◆ YOUR TASKS ◆
• a. In the piece about small shops and customer service, what did one retailer offer the writer on each visit?
• b. Pick up the piece about small shops and customer service after its last sentence and write the next part.

Start of EXTRACT PROVIDED

The Shop Local movement has been trying hard to encourage more people to consider shopping local and independent rather than defaulting to the big boxes or ordering online. Clever marketing has helped get us in the shop where we find a carefully-curated selection of products, creative merchandising, and better customer service. Unless it's a store I visited recently where I was not only completely ignored but when I asked a question, I was barely acknowledged let alone provided the right answer.
Here are three things that drive me nuts but are easy for retailers to fix--if they care about serving their customers.
1. Greet me when I enter your business.
You don't need to jump on customers as soon as they pass the door threshold but simply acknowledging their presence can go a long way. It breaks down the barrier between customer and proprietor and makes it easier for your customers to reach out to you if they have a question. There have been plenty of times when this simply polite gesture could've kept me in a shop rather than making me feel like an intrusion and unwelcomed.
Bonus point: One retailer I used to support regularly would offer me a cup of hot tea or apple cider in a pottery mug (all of which it sold, of course). Sure it takes time to wash that mug and it costs money to offer hot tea to each customer, but it made me feel welcomed and encouraged me to take my time to enjoy my tea and consider gifts I may not have purchased had I not made the time. I never once left that shop without buying something.
2. Don't gossip in front of me.
I realize a merchant's shop is their place of work and like in most workspaces, employees gossip. When a customer enters, though, the gossip needs to pause. If I continue to hear employees gossiping, I begin to wonder what they might say about me when I walk out the door. Creating a warm and inviting atmosphere goes a long way with customers who want to shop, not feel like they might be gabbed about later on.

End of EXTRACT PROVIDED
Start of INFORMATION GIVEN

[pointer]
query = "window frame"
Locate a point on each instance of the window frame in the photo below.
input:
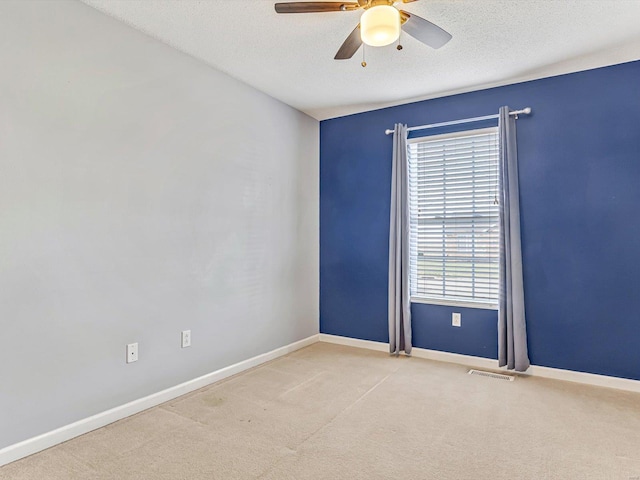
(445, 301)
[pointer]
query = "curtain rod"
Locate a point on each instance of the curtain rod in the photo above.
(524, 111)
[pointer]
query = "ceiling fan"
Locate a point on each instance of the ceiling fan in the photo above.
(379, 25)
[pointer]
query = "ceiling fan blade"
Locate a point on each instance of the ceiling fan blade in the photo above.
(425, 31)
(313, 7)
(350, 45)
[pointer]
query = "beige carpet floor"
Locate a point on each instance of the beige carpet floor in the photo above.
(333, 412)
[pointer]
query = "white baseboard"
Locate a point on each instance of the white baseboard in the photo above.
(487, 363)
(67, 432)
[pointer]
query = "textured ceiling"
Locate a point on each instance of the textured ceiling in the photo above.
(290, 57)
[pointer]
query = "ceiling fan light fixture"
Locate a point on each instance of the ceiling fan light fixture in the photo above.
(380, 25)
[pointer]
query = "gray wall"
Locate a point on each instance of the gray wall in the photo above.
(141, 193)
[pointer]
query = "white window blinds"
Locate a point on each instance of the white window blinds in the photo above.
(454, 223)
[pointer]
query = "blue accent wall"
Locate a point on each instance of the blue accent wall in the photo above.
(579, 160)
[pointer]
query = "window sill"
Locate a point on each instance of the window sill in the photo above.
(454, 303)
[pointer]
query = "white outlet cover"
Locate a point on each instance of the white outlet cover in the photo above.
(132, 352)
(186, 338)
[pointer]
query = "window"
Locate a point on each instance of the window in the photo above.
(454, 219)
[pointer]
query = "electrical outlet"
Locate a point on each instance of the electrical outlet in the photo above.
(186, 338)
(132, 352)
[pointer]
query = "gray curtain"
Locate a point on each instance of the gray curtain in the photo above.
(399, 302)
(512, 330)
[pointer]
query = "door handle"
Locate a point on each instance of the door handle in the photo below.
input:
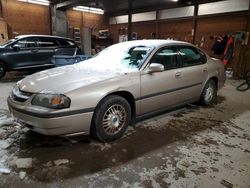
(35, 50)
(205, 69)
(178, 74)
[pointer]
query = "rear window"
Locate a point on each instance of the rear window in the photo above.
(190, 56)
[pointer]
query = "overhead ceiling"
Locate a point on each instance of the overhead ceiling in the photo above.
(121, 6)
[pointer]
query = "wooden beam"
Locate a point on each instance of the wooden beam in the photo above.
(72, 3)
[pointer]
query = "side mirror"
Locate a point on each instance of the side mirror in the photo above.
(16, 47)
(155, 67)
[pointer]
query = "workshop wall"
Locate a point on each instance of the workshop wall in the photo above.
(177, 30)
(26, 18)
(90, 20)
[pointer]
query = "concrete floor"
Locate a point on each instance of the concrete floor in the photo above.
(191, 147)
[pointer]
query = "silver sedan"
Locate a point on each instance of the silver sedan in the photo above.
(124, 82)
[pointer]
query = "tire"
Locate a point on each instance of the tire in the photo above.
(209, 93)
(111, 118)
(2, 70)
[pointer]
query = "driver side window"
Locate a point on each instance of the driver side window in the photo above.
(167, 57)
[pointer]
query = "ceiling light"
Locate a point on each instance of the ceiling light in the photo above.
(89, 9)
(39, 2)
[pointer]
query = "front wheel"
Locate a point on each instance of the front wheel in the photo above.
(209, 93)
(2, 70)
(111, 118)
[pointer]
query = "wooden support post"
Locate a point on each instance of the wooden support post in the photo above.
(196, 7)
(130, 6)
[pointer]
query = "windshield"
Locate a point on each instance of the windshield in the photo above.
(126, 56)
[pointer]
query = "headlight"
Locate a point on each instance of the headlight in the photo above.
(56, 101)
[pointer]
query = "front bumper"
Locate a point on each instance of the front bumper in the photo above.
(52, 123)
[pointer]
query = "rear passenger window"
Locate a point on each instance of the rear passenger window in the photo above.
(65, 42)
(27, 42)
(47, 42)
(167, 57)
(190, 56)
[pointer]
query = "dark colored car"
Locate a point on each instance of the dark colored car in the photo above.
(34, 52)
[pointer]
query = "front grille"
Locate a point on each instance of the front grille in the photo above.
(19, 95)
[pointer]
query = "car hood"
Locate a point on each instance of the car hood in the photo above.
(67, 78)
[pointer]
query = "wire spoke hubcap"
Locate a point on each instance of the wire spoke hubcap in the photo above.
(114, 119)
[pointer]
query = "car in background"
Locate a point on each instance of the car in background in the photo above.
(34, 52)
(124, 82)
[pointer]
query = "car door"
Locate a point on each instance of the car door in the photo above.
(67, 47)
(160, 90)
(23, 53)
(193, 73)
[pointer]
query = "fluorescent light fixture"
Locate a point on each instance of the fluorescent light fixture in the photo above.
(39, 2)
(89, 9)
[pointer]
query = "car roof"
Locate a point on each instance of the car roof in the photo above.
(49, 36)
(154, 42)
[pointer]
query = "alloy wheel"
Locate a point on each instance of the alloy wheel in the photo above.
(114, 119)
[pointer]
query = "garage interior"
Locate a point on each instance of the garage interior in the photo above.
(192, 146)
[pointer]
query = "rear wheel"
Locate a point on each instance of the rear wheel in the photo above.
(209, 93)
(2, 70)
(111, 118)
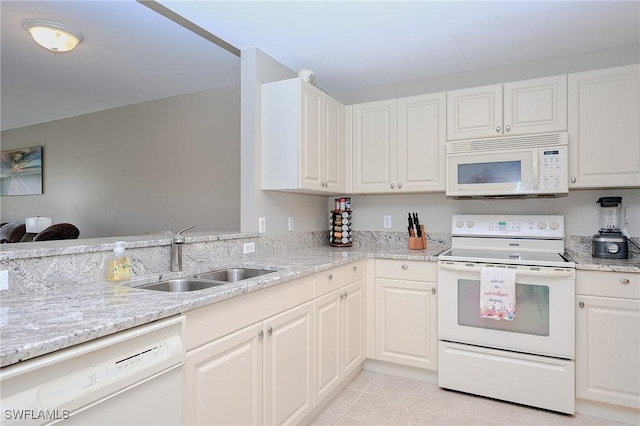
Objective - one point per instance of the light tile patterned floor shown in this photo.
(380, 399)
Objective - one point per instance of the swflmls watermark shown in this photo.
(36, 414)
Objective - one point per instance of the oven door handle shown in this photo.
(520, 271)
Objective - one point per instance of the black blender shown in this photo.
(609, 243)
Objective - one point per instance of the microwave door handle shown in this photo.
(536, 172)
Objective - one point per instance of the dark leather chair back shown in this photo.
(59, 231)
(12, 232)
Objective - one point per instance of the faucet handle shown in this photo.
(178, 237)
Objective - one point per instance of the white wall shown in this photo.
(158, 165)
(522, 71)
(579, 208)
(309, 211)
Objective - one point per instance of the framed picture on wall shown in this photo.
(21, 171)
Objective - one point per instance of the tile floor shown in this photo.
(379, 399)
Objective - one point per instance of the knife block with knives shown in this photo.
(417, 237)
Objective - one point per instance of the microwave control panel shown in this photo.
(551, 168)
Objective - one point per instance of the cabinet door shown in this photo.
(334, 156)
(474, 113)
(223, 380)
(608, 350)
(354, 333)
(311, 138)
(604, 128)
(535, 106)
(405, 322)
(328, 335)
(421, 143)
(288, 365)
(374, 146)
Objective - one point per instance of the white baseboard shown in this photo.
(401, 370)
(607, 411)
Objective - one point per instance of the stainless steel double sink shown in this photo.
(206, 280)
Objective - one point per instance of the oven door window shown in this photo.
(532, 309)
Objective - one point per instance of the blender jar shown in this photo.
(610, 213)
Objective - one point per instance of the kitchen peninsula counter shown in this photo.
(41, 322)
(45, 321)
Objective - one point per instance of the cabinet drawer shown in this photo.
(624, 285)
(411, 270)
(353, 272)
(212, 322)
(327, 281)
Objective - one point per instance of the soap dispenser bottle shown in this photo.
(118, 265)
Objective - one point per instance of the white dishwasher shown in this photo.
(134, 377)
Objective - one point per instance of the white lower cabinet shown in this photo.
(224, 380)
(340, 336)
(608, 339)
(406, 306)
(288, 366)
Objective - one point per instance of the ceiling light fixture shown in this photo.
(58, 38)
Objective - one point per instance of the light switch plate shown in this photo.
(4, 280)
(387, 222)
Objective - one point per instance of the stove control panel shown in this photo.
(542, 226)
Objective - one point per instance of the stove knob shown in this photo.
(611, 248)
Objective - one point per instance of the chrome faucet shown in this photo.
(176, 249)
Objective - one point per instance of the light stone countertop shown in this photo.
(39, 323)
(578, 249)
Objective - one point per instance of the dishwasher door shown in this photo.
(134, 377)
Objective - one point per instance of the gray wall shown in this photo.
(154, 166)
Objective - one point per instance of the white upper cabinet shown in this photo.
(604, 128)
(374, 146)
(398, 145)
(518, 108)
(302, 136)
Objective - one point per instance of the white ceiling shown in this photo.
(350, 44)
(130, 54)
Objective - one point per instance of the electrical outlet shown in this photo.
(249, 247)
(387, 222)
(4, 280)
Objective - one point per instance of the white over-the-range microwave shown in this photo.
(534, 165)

End of INFORMATION GIVEN

◆ ANSWERS IN ORDER ◆
• a. A cup of hot tea or apple cider in a pottery mug.

• b.
Bonus point: One retailer put out a little bistro table near her cash wrap and would often invite friends to stop in and catch up with her. She also had two chairs nearby with a wrap or throw blanket (merchandise) which she'd move whenever a new customer entered and she'd make it a point to invite the customer to join her if she was with someone else. It was a gesture many appreciated and friendships formed over the years. Eventually, the owner added more chairs, a longer table, and held a book club meeting and other events in that space.
3. Don't Assume My Price Point.
There are times when I need a small gift and other times I'm seeking for something unique and willing to pay a premium. Rather than guessing my price point is low, ask me if I have a budget in mind because you might be surprised.
Bonus point: Chicago-based REP CHI, an independent gift retailer, has been my go-to for Chicago-specific gifts for years. Among the gifts I buy often is a set of four coasters which she makes herself but doesn't always have in stock. On a recent visit, she'd mentioned she was making more and if I'd like her to set aside a set. Not only did I buy one, I bought four, even after she told me the price increased by 30 percent. I didn't care because the coasters are worth it but also because she went through so much trouble to make me feel like a valued customer.
The purpose of any business is to please our customers. Notice that each of the top three things that drive me nuts deal with customer service more than the selection of products and that's because a transaction is simple. You find what you need at the price you want to pay and you buy it. But if I wanted that kind of experience, why wouldn't I just go online or a big box store? If a customer is willing to support your business, whether it's a retail shop or a hair salon or an auto body clinic, make sure you take a moment to honor their time and consideration.